> [Bloque de texto]
Existen personas que no mueren. Existen personas que viven en el mensaje de su voz, en el aliento imperecedero de un libro, en la perennidad de una estatua. Existen personas que viven en un pueblo. José de San Martín vive en la comunidad argentina y por ello es difícil imaginar el 17 de agosto de 1850 como el día de su muerte.
Se paralizó en esa jornada un corazón que había soportado con firmeza los peligros de cruentas batallas, las presiones de la altura, la emoción de la victoria y los dolores de la ingratitud y de la incomprensión. Finalizó en esa jornada la presencia actuante de un jefe militar y un ciudadano que, retirado voluntariamente del teatro de su gloria, gravitaba en los ánimos de los conductores de América como un juez austero de los actos de gobernantes y gobernados y como una reserva de la esperanza para las horas difíciles que podrían llegar en cualquier momento.
Pero lo que ocurrió en Boulogne Sur Mer a las 3 de la tarde de aquel día no fue un deceso sino un tránsito. El alma de San Martín abandonaba su envoltura carnal, para transfundirse al porvenir de una nacionalidad, para guiar la marcha futura de una columna a cuya cabeza va desde entonces. Al frente, como en el cruce de los Andes; en el mando, como en los campos de batalla de San Lorenzo, Chacabuco y Maipú; en las grandes decisiones de la libertad, como en Santiago y en Lima, y en todo instante en que los destinos de la Nación Argentina deben cumplirse cabalmente, la sombra protectora del Liberador es decisión y es rumbo. Sombra luminosa, depurada ya de todas las pequeñas sombras que alguna vez se pretendió arrojar sobre ella, corresponde a una figura indiscutible.
En 172 años de posterioridad, el proceso de su fijación definitiva ha estado abierto a todos los análisis. Reuniéndose cuantos documentos podían aportar un testimonio en favor o en contra de su valor moral, de su significación militar, de su criterio político. Fueron ampliamente discutidos todos y cada uno de sus actos, interpretadas sus intenciones más íntimas, juzgada su intervención en la gesta de la Independencia Americana y su alejamiento luego de la histórica entrevista de Guayaquil.

> [Extractos del material]
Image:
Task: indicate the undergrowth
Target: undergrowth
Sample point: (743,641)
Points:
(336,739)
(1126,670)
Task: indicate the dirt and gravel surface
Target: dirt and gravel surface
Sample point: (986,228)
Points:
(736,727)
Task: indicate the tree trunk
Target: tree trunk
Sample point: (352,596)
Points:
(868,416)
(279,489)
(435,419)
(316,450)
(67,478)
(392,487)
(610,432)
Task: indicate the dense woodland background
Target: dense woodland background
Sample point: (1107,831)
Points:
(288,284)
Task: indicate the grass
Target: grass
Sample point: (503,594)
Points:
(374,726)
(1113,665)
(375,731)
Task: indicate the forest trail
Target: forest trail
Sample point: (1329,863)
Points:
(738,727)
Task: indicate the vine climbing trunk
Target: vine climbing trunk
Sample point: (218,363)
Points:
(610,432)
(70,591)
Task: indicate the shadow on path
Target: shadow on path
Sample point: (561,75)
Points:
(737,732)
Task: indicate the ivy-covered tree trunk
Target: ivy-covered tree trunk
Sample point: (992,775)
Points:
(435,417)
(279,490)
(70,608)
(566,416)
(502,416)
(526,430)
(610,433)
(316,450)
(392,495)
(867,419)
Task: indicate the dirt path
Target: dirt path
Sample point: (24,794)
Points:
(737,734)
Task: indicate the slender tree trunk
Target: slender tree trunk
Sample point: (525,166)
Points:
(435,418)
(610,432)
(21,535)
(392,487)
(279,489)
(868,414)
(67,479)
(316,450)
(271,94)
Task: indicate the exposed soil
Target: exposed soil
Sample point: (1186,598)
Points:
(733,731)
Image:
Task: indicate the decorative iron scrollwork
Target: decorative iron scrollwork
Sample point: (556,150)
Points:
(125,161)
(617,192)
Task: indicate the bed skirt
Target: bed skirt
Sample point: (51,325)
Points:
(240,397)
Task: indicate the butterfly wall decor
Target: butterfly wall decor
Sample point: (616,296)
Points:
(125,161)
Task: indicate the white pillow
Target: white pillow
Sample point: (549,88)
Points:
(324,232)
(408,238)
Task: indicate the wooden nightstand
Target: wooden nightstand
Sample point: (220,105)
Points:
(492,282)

> [Consigna]
Responda estas preguntas sobre el texto acerca de José de San Martín y numere cada respuesta como su pregunta:
1. ¿Qué fecha se menciona como el día de su muerte?
2. ¿En qué lugar y a qué hora ocurrió lo que el texto llama «un tránsito»?
3. ¿Cuántos años de posterioridad se indican para el proceso de su fijación definitiva?

> [Resultado]
1. El 17 de agosto de 1850.
2. En Boulogne Sur Mer, a las 3 de la tarde.
3. 172 años.